---------- Excerpted text ----------

I knew I’d definitely be cheating the Challenge for at least our anniversary, and had planned on compensating by going back on my diet of mostly PB&J’s and spaghetti this week. But I fell off the wagon. Hard. Not on Thursday – on Wednesday. I embarrassingly only made it half way.

First there was coffee. Then dinner at Pauline’s with a close friend I hadn’t seen in a while – lots of greens and all the garden-fresh produce I’d been forgoing. On Day 1 I was determined to stick it out, but stress had other plans for me. And after a rough week trying to cram everything on my to do list into 3 days, I could justify a little treat – acknowledging that my threshold for "rough week" is totally different than that of someone who actually has no fallback, no safety net, and faces an uphill battle to meet even their most basic needs. And granted, cheating ain’t an option when money’s tight. You can’t stress-eat or binge when you have just enough to last you through the week. But I was quick to fall into my usual habits after the initial sticker shock, spending nearly a whole day’s food stamp budget on espresso and a week’s budget on a meal.

Giving up coffee affected me more than I’d anticipated, and left me fatigued on top of being a bit overwhelmed at work. That latte (yea, I know, it *had* to be that) was consolation, and I savored it, being conscious to not take it for granted like I usually do. I’d forgotten how coffee suppressed my hunger, and I didn’t need to eat lunch until later in the afternoon, unlike Monday and Tuesday when my stomach had started growling at 11. It made me think about the connection between stimulants and hunger, and how cigarettes have the same effect and must be an even more potent drug for someone who’s not getting the nutrition they need.

---------- Rows ----------

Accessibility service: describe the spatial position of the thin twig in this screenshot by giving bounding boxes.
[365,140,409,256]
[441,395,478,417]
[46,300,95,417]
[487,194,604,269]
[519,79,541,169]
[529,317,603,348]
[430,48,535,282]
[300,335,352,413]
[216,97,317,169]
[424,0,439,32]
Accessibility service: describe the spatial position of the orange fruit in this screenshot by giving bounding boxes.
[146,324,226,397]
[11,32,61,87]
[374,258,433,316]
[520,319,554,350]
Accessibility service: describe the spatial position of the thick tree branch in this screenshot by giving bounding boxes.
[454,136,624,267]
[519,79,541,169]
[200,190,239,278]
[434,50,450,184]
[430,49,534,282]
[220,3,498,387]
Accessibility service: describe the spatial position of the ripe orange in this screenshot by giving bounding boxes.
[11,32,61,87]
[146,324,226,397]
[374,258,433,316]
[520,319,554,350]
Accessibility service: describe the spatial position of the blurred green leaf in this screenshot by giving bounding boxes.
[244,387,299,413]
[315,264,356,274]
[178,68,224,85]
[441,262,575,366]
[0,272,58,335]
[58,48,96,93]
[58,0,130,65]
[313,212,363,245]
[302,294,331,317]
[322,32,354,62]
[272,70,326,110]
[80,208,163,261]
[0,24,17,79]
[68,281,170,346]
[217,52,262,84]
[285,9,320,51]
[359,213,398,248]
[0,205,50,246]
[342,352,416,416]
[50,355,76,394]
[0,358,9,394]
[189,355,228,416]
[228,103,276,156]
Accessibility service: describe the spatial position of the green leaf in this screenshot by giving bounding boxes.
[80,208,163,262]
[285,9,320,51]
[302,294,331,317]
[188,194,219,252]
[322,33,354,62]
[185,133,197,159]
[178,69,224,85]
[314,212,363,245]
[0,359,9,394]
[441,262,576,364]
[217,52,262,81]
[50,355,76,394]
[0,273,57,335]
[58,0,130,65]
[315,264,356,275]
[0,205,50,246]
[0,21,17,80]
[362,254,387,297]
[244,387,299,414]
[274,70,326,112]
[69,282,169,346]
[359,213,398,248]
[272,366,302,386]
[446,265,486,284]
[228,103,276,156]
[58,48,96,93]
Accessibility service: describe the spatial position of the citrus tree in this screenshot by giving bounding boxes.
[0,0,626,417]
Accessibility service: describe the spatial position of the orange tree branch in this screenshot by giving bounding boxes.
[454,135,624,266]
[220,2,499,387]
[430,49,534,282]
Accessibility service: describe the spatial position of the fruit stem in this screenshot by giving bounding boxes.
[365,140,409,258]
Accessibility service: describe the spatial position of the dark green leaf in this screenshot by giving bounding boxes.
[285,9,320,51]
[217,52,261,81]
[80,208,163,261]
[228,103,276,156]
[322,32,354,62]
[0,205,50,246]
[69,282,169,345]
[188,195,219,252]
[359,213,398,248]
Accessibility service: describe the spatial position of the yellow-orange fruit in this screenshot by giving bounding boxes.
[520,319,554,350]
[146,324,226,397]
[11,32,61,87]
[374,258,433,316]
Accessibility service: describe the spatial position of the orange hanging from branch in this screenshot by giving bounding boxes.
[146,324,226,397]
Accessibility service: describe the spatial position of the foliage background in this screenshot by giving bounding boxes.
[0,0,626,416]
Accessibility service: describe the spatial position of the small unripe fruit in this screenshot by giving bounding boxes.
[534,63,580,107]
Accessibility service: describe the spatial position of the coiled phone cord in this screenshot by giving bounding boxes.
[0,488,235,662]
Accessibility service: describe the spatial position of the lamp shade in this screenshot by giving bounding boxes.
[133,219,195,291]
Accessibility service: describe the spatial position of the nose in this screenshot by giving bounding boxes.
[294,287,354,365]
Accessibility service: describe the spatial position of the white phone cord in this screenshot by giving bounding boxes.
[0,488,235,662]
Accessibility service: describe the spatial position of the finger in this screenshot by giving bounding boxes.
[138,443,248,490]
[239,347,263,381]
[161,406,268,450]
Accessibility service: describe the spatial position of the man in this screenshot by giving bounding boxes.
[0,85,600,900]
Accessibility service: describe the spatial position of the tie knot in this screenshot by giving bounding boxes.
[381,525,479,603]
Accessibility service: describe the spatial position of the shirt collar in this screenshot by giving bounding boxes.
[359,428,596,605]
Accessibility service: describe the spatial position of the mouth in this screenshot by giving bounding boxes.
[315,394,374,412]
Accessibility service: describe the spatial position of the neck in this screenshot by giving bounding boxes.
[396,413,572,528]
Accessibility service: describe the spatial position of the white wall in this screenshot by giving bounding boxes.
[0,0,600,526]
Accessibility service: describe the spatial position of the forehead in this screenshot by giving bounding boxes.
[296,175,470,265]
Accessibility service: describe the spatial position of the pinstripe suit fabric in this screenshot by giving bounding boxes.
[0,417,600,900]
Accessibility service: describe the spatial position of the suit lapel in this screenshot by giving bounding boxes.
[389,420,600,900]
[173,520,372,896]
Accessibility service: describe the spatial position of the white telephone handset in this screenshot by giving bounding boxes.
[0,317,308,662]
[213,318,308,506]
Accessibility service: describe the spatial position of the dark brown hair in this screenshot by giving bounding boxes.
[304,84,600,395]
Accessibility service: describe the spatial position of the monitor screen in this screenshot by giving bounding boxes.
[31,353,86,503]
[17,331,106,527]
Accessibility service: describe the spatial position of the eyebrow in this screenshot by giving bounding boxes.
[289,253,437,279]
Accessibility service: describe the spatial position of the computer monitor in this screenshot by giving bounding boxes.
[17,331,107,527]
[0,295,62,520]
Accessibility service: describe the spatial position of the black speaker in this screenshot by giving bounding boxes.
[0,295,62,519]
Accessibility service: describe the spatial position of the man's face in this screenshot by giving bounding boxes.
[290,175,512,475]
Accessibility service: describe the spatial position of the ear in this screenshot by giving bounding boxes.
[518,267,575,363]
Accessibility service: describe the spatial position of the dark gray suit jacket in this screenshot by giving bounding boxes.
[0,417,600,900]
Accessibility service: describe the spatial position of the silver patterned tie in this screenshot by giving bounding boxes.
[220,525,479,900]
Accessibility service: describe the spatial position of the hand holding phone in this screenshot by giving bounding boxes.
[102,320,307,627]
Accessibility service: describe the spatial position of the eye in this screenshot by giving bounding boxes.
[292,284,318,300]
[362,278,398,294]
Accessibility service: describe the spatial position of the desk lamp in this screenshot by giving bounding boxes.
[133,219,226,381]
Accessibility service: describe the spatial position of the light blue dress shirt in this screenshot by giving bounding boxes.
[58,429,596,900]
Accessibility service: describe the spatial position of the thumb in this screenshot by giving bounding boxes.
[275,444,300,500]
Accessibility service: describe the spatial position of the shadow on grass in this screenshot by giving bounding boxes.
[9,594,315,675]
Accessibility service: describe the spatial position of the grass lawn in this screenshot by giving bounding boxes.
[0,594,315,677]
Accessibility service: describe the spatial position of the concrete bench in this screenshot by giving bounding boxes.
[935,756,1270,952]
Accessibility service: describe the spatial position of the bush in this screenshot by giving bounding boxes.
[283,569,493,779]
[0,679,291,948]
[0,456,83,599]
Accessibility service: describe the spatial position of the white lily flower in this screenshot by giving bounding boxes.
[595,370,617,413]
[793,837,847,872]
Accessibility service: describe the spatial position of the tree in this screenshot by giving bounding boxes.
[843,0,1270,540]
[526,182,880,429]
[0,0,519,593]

----------

Exercise task 1
In the passage on the food stamp challenge, what did the writer's stomach start doing at 11 on Monday and Tuesday?
Exercise task 2
Copy out the rows from the line with "speaker in this screenshot by giving bounding boxes." to the line with "[935,756,1270,952]", both included.

Output 1
It started growling.

Output 2
Accessibility service: describe the spatial position of the black speaker in this screenshot by giving bounding boxes.
[0,295,62,519]
Accessibility service: describe the spatial position of the man's face in this screenshot by giving bounding boxes.
[290,175,512,475]
Accessibility service: describe the spatial position of the ear in this screenshot by giving bounding boxes.
[518,267,575,363]
Accessibility service: describe the spatial position of the dark gray suit jacket in this screenshot by giving bounding boxes.
[0,417,600,900]
Accessibility service: describe the spatial position of the silver patterned tie in this screenshot by giving bounding boxes.
[220,525,479,900]
Accessibility service: describe the spatial position of the hand holding phone in this screenshot by giving bounding boxes.
[102,320,307,627]
Accessibility service: describe the spatial position of the eye in this screenshot by giving bounding boxes.
[292,284,318,300]
[362,278,398,294]
Accessibility service: describe the spatial position of the desk lamp in this screenshot by giving bounding boxes.
[133,219,226,381]
Accessibility service: describe the spatial position of the light blue dress shirt in this screenshot by giving bounding boxes.
[58,429,596,900]
Accessibility service: describe the spatial position of the thumb in this screenshot by giving bounding boxes.
[275,444,300,500]
Accessibility service: describe the spatial position of the shadow on grass in this screenshot by giving bounding boxes.
[9,594,315,675]
Accessibility service: describe the spatial position of the grass lawn in this screenshot by giving bounding boxes.
[0,594,315,677]
Accessibility service: describe the spatial position of the concrete bench in this screenshot by giving bounding boxes.
[935,756,1270,952]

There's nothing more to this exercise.